── Record list ──
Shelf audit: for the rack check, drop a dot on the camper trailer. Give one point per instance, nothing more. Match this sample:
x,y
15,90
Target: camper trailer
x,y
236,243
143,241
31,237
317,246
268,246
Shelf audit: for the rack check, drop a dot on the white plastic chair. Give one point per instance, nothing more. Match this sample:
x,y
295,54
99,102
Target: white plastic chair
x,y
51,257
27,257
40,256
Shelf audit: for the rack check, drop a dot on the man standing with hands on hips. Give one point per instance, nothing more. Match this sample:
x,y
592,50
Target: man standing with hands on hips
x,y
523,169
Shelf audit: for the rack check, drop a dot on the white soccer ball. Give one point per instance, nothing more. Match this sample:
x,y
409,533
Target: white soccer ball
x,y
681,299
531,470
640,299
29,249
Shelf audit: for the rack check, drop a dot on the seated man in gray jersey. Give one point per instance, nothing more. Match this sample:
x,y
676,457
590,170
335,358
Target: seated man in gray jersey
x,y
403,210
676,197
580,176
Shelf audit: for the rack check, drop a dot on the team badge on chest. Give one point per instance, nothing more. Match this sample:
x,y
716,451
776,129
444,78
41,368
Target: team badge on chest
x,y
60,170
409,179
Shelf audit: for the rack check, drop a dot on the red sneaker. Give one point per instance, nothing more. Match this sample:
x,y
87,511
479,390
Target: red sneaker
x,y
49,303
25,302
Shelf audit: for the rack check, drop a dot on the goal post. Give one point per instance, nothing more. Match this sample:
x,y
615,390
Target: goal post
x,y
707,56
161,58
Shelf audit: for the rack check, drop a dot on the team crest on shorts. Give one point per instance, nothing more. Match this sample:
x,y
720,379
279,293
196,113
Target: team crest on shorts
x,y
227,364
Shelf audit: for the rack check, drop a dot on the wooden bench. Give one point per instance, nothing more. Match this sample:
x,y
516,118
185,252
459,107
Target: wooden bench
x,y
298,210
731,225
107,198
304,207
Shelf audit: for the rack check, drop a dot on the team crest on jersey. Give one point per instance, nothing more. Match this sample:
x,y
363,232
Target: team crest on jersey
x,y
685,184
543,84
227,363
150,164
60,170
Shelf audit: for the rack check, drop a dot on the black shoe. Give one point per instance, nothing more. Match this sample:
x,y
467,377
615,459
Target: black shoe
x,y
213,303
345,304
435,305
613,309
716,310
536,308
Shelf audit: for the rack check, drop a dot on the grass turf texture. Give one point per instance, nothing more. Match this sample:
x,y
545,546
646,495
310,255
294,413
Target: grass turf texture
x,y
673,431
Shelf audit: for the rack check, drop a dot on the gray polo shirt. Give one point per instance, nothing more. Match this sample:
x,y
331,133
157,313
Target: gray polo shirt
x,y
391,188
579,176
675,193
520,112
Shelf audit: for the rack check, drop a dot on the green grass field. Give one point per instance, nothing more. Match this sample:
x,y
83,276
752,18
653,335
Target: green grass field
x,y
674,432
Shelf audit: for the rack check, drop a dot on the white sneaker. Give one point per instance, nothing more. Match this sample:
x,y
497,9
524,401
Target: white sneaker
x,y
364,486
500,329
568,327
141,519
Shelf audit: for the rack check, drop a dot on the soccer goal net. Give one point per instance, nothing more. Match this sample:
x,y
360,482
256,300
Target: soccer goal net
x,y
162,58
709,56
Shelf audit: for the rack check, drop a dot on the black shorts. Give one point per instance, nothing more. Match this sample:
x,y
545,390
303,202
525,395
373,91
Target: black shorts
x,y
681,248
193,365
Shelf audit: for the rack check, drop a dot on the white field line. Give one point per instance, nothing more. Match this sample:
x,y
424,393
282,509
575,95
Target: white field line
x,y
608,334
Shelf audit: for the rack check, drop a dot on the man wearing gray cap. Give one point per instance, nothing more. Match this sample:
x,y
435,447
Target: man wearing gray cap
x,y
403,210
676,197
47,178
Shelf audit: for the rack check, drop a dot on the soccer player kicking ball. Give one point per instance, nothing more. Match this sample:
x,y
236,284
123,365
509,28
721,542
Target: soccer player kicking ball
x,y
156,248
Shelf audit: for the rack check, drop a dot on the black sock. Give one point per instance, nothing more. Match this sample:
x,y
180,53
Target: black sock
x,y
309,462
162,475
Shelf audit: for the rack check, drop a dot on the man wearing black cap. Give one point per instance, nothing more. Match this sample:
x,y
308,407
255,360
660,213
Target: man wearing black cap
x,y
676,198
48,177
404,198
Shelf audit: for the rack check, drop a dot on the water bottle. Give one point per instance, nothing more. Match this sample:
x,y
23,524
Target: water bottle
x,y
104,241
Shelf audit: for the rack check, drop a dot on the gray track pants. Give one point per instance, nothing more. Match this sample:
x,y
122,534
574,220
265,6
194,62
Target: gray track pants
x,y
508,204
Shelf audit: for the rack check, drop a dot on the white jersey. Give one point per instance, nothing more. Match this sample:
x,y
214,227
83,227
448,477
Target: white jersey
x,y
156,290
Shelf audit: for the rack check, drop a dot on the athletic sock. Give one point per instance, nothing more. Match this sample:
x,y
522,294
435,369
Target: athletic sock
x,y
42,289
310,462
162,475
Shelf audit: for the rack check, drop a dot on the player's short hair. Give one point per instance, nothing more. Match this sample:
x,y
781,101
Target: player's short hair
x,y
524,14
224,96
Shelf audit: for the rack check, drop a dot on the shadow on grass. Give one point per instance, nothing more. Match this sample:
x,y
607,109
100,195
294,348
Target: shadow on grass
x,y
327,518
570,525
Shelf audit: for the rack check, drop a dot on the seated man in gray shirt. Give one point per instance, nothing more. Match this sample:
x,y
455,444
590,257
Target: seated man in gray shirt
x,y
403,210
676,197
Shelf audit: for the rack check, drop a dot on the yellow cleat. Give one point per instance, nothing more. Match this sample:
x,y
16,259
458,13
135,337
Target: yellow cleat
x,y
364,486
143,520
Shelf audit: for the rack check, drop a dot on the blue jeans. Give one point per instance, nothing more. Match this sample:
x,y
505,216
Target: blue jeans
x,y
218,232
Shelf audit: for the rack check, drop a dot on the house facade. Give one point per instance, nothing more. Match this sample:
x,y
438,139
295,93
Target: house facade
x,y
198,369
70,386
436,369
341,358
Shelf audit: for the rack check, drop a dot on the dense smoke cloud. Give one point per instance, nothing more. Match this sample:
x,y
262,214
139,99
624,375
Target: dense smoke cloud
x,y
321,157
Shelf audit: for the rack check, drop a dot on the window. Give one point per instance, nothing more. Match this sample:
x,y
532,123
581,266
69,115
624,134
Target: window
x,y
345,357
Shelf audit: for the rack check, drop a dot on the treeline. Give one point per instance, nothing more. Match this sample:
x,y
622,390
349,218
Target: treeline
───
◆ Stated problem ◆
Give again the lines from the line holding "the gray track" through the close of the listing, both included, exactly as written and with nothing else.

◆ The solution ◆
Shelf audit: for the rack check, drop a dot on the gray track pants. Give one point per instance, nothing more. Match this sample:
x,y
122,534
574,220
265,6
194,62
Target: gray track pants
x,y
508,204
Shelf audit: for the rack check, drop a dot on the white jersey. Give one point per instance, nothing more. Match this sample:
x,y
214,227
83,227
448,477
Target: white jersey
x,y
156,290
Shelf audit: for the rack check, drop a dot on the athletic sock. Give one point per instance, nothing more. Match this sample:
x,y
522,294
435,369
Target: athletic sock
x,y
42,289
310,462
162,475
Shelf audit: for the rack check, drop a dot on the player's short hair. Give one point per instance, nothing more. Match this sample:
x,y
781,101
Target: player's short hair
x,y
524,14
224,96
Shelf audit: for the rack check, drop a dot on the shadow on grass. Give one point per instance, nothing more. Match this sample:
x,y
607,109
100,195
294,348
Target: shadow on grass
x,y
327,518
570,525
Shelf audit: for the rack check, drop a dot on the seated man in gray shirt. Give one point per instance, nothing more. Match this sample:
x,y
455,444
590,257
Target: seated man in gray shirt
x,y
403,210
676,197
Shelf audit: for the rack check, drop a dot on the yellow cleat. Give one point per instance, nothing more. Match this sample:
x,y
16,259
458,13
135,337
Target: yellow cleat
x,y
364,486
143,520
Shelf audit: for the rack check, drop a dot on the blue jeans. Give one point per instance, nothing more. Match this sample:
x,y
505,216
Target: blue jeans
x,y
218,232
Shelf audit: for the rack check, drop a dot on the house facade. Give one point per instance, nothing more. Match this sample:
x,y
438,139
295,93
Target: house facade
x,y
198,369
70,386
436,369
341,358
Shelf audit: for the rack check, drop a dot on the dense smoke cloud. Give one point per instance, nothing more. Match this sample:
x,y
262,214
139,99
624,375
Target: dense smoke cloud
x,y
321,157
Shelf audit: for the rack check, drop a dot on the window. Give one point per instance, nothing more. Match this sample:
x,y
532,123
581,266
69,115
624,134
Target: window
x,y
345,357
Shelf audit: for the rack check, drop a dot on the treeline. Give one point per instance, nothing more. Match this sample:
x,y
622,390
349,218
Target: treeline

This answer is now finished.